◆ **Aufgabenbeschreibung**: Kannst du alle folgenden Einträge als JSON-Liste von Zeichenketten wiedergeben, mit genau einer Zeichenkette pro Zeile und ohne Leerzeilen?

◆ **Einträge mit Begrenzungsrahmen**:

-----

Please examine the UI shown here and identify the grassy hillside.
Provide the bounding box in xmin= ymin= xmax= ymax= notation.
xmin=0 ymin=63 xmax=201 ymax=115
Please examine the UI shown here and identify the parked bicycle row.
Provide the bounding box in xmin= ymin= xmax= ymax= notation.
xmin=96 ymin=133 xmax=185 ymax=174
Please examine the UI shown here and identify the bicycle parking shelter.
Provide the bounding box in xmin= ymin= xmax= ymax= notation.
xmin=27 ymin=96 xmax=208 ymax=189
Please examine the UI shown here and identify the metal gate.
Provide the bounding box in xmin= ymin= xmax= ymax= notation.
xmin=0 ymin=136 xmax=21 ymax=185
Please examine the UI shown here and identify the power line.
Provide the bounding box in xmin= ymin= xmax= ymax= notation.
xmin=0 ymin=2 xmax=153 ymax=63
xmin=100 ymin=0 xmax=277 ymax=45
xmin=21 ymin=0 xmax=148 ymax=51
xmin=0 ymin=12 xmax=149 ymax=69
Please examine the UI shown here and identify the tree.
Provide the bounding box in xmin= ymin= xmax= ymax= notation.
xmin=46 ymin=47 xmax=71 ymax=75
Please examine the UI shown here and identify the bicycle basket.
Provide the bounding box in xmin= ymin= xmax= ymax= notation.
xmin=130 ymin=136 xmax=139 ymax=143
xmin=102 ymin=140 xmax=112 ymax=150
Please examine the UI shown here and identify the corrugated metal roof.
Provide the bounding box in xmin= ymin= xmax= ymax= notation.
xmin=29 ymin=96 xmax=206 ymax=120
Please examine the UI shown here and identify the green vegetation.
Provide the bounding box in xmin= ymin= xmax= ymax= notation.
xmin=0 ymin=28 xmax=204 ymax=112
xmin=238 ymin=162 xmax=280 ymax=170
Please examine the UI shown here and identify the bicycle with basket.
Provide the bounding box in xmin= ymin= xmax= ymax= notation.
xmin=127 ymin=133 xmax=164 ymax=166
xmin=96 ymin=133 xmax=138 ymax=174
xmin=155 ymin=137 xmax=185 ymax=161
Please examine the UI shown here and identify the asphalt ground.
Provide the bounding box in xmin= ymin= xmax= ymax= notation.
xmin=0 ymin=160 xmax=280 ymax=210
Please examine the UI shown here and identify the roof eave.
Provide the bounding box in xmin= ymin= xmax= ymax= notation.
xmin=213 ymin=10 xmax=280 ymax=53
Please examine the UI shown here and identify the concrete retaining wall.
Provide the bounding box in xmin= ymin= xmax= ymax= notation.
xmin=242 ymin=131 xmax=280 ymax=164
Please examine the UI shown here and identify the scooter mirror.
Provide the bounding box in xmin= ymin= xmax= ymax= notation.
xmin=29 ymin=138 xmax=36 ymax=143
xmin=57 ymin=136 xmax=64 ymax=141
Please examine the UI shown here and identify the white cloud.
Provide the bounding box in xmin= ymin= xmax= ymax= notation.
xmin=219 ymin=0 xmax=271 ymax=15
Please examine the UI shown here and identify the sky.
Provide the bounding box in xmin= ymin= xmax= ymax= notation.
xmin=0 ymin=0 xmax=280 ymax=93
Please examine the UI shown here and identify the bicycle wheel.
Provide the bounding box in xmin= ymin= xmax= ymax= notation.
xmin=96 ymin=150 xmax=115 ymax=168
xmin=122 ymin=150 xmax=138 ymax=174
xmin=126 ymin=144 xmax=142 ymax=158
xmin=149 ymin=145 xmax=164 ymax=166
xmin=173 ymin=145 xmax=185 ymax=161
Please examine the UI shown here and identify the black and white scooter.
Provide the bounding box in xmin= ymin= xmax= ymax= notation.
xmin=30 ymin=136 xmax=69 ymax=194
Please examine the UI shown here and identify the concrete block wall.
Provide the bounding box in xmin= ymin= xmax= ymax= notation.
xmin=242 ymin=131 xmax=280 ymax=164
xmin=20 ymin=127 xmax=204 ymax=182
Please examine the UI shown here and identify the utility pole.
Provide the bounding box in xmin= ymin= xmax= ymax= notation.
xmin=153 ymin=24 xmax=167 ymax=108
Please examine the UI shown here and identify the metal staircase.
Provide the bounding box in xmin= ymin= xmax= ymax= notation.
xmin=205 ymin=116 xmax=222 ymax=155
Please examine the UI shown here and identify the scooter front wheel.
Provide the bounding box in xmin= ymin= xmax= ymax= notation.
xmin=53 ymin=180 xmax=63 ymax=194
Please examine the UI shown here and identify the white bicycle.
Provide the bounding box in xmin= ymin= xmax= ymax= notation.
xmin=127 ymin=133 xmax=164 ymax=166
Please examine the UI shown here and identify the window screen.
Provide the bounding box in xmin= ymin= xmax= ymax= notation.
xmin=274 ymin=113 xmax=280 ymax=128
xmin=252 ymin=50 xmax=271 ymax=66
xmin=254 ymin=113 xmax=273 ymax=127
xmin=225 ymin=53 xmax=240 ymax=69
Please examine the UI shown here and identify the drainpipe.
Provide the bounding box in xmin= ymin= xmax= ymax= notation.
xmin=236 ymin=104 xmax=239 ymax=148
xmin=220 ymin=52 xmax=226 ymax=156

-----

◆ **Vollständige Antwort**:
[
  "Please examine the UI shown here and identify the grassy hillside.",
  "Provide the bounding box in xmin= ymin= xmax= ymax= notation.",
  "xmin=0 ymin=63 xmax=201 ymax=115",
  "Please examine the UI shown here and identify the parked bicycle row.",
  "Provide the bounding box in xmin= ymin= xmax= ymax= notation.",
  "xmin=96 ymin=133 xmax=185 ymax=174",
  "Please examine the UI shown here and identify the bicycle parking shelter.",
  "Provide the bounding box in xmin= ymin= xmax= ymax= notation.",
  "xmin=27 ymin=96 xmax=208 ymax=189",
  "Please examine the UI shown here and identify the metal gate.",
  "Provide the bounding box in xmin= ymin= xmax= ymax= notation.",
  "xmin=0 ymin=136 xmax=21 ymax=185",
  "Please examine the UI shown here and identify the power line.",
  "Provide the bounding box in xmin= ymin= xmax= ymax= notation.",
  "xmin=0 ymin=2 xmax=153 ymax=63",
  "xmin=100 ymin=0 xmax=277 ymax=45",
  "xmin=21 ymin=0 xmax=148 ymax=51",
  "xmin=0 ymin=12 xmax=149 ymax=69",
  "Please examine the UI shown here and identify the tree.",
  "Provide the bounding box in xmin= ymin= xmax= ymax= notation.",
  "xmin=46 ymin=47 xmax=71 ymax=75",
  "Please examine the UI shown here and identify the bicycle basket.",
  "Provide the bounding box in xmin= ymin= xmax= ymax= notation.",
  "xmin=130 ymin=136 xmax=139 ymax=143",
  "xmin=102 ymin=140 xmax=112 ymax=150",
  "Please examine the UI shown here and identify the corrugated metal roof.",
  "Provide the bounding box in xmin= ymin= xmax= ymax= notation.",
  "xmin=29 ymin=96 xmax=206 ymax=120",
  "Please examine the UI shown here and identify the green vegetation.",
  "Provide the bounding box in xmin= ymin= xmax= ymax= notation.",
  "xmin=0 ymin=28 xmax=204 ymax=112",
  "xmin=238 ymin=162 xmax=280 ymax=170",
  "Please examine the UI shown here and identify the bicycle with basket.",
  "Provide the bounding box in xmin= ymin= xmax= ymax= notation.",
  "xmin=127 ymin=133 xmax=164 ymax=166",
  "xmin=96 ymin=133 xmax=138 ymax=174",
  "xmin=155 ymin=137 xmax=185 ymax=161",
  "Please examine the UI shown here and identify the asphalt ground.",
  "Provide the bounding box in xmin= ymin= xmax= ymax= notation.",
  "xmin=0 ymin=160 xmax=280 ymax=210",
  "Please examine the UI shown here and identify the roof eave.",
  "Provide the bounding box in xmin= ymin= xmax= ymax= notation.",
  "xmin=213 ymin=10 xmax=280 ymax=53",
  "Please examine the UI shown here and identify the concrete retaining wall.",
  "Provide the bounding box in xmin= ymin= xmax= ymax= notation.",
  "xmin=242 ymin=131 xmax=280 ymax=164",
  "Please examine the UI shown here and identify the scooter mirror.",
  "Provide the bounding box in xmin= ymin= xmax= ymax= notation.",
  "xmin=29 ymin=138 xmax=36 ymax=143",
  "xmin=57 ymin=136 xmax=64 ymax=141",
  "Please examine the UI shown here and identify the white cloud.",
  "Provide the bounding box in xmin= ymin= xmax= ymax= notation.",
  "xmin=219 ymin=0 xmax=271 ymax=15",
  "Please examine the UI shown here and identify the sky.",
  "Provide the bounding box in xmin= ymin= xmax= ymax= notation.",
  "xmin=0 ymin=0 xmax=280 ymax=93",
  "Please examine the UI shown here and identify the bicycle wheel.",
  "Provide the bounding box in xmin= ymin= xmax= ymax= notation.",
  "xmin=96 ymin=150 xmax=115 ymax=168",
  "xmin=122 ymin=150 xmax=138 ymax=174",
  "xmin=126 ymin=144 xmax=142 ymax=158",
  "xmin=149 ymin=145 xmax=164 ymax=166",
  "xmin=173 ymin=145 xmax=185 ymax=161",
  "Please examine the UI shown here and identify the black and white scooter.",
  "Provide the bounding box in xmin= ymin= xmax= ymax= notation.",
  "xmin=30 ymin=136 xmax=69 ymax=194",
  "Please examine the UI shown here and identify the concrete block wall.",
  "Provide the bounding box in xmin= ymin= xmax= ymax= notation.",
  "xmin=242 ymin=131 xmax=280 ymax=164",
  "xmin=20 ymin=127 xmax=204 ymax=182",
  "Please examine the UI shown here and identify the utility pole.",
  "Provide the bounding box in xmin= ymin= xmax= ymax= notation.",
  "xmin=153 ymin=24 xmax=167 ymax=108",
  "Please examine the UI shown here and identify the metal staircase.",
  "Provide the bounding box in xmin= ymin= xmax= ymax= notation.",
  "xmin=205 ymin=116 xmax=222 ymax=155",
  "Please examine the UI shown here and identify the scooter front wheel.",
  "Provide the bounding box in xmin= ymin= xmax= ymax= notation.",
  "xmin=53 ymin=180 xmax=63 ymax=194",
  "Please examine the UI shown here and identify the white bicycle.",
  "Provide the bounding box in xmin= ymin= xmax= ymax= notation.",
  "xmin=127 ymin=133 xmax=164 ymax=166",
  "Please examine the UI shown here and identify the window screen.",
  "Provide the bounding box in xmin= ymin= xmax= ymax= notation.",
  "xmin=274 ymin=113 xmax=280 ymax=128",
  "xmin=252 ymin=50 xmax=271 ymax=66",
  "xmin=254 ymin=113 xmax=273 ymax=127",
  "xmin=225 ymin=53 xmax=240 ymax=69",
  "Please examine the UI shown here and identify the drainpipe.",
  "Provide the bounding box in xmin= ymin= xmax= ymax= notation.",
  "xmin=236 ymin=104 xmax=239 ymax=148",
  "xmin=220 ymin=52 xmax=226 ymax=156"
]